Every entry in the listing is to be reproduced exactly.

┄┄┄┄┄┄┄┄┄┄┄┄┄┄┄┄┄┄┄┄

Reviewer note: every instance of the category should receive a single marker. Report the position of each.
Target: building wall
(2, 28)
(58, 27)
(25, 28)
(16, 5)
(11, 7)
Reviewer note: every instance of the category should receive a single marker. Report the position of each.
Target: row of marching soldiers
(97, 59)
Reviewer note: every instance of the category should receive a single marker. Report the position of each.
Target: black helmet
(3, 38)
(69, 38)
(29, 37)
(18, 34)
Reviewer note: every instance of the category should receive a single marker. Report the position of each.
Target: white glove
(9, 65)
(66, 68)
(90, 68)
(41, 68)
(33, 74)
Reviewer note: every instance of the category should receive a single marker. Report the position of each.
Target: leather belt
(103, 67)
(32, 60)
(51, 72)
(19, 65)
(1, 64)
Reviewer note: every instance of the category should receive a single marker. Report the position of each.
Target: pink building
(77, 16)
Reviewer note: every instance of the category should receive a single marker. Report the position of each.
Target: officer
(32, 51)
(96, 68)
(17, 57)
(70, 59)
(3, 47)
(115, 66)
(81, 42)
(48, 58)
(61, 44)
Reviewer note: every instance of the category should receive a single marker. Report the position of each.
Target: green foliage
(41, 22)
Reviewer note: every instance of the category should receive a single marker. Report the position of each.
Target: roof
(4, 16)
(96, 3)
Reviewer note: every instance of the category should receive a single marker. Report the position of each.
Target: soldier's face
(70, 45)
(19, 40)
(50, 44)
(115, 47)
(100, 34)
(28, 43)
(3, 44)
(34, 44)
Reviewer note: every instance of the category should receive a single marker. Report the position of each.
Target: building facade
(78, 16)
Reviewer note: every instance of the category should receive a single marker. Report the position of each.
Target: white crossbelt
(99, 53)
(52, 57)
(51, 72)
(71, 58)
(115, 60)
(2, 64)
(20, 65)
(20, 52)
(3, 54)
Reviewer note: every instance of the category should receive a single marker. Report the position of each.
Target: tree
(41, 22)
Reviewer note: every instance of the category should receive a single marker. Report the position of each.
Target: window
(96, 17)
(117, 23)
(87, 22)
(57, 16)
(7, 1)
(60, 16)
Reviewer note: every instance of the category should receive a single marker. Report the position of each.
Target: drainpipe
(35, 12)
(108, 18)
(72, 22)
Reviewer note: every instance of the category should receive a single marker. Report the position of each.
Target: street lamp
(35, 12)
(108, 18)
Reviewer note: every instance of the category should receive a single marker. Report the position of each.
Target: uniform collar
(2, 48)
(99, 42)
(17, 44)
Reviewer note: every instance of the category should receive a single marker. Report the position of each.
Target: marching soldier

┄┄┄┄┄┄┄┄┄┄┄┄┄┄┄┄┄┄┄┄

**YOUR SOLUTION:**
Reviewer note: every instance of the category should receive a single marker. Report the position of each.
Target: building wall
(2, 28)
(58, 27)
(25, 28)
(16, 5)
(11, 7)
Reviewer note: every instance of the category should receive a single marker. Report the position of each.
Target: row of marching soldiers
(97, 59)
Reviewer note: every instance of the category should receive a single marker. Report the position of each.
Target: black helmet
(3, 38)
(69, 38)
(29, 37)
(18, 34)
Reviewer note: every instance of the category should receive a single marker. Report the position of each.
Target: white glove
(9, 65)
(66, 68)
(90, 68)
(41, 68)
(33, 74)
Reviewer note: every instance of the category should receive a single marker. Report the position of each.
Target: leather belt
(103, 67)
(32, 60)
(51, 72)
(19, 65)
(1, 64)
Reviewer note: every instance of the category should receive a single marker. Report the position of each.
Target: pink building
(77, 16)
Reviewer note: every instance of the category should receive a single marker. Report the position of each.
Target: officer
(32, 51)
(96, 68)
(17, 57)
(70, 59)
(3, 47)
(115, 66)
(81, 42)
(48, 58)
(61, 44)
Reviewer note: every instance of the category should receive a single marker. Report the position of each.
Target: green foliage
(41, 22)
Reviewer note: every instance of the category should receive a single marker. Report the position of each.
Target: roof
(4, 16)
(96, 3)
Reviewer note: every instance of the category should receive a single marker. Report the position of each.
Target: soldier's face
(70, 45)
(19, 40)
(50, 44)
(115, 47)
(100, 34)
(28, 43)
(3, 44)
(34, 44)
Reviewer note: every instance of the category should receive a single marker. Report the position of each.
Target: building facade
(78, 16)
Reviewer note: every instance of the category should receive a single marker. Report the position of each.
Target: white crossbelt
(99, 53)
(52, 57)
(51, 72)
(71, 58)
(115, 60)
(2, 64)
(20, 65)
(20, 52)
(3, 54)
Reviewer note: every instance of the category should receive a single marker. Report the position of each.
Target: tree
(41, 22)
Reviewer note: every instance of the category should receive a single marker. Report the position of each.
Target: window
(96, 17)
(117, 23)
(87, 22)
(57, 16)
(7, 1)
(60, 16)
Reviewer note: every instance of the category should receive a single marker. Report the position of each.
Target: drainpipe
(35, 12)
(108, 18)
(72, 22)
Reviewer note: every instance of the category should receive a single marker. Report the position of each.
Target: street lamp
(35, 12)
(108, 18)
Reviewer note: every instance of the category should receive a single marker. Report the position of each.
Target: uniform collar
(2, 48)
(99, 42)
(17, 44)
Reviewer note: every instance of the category should receive a single marker. Report the position of each.
Target: marching soldier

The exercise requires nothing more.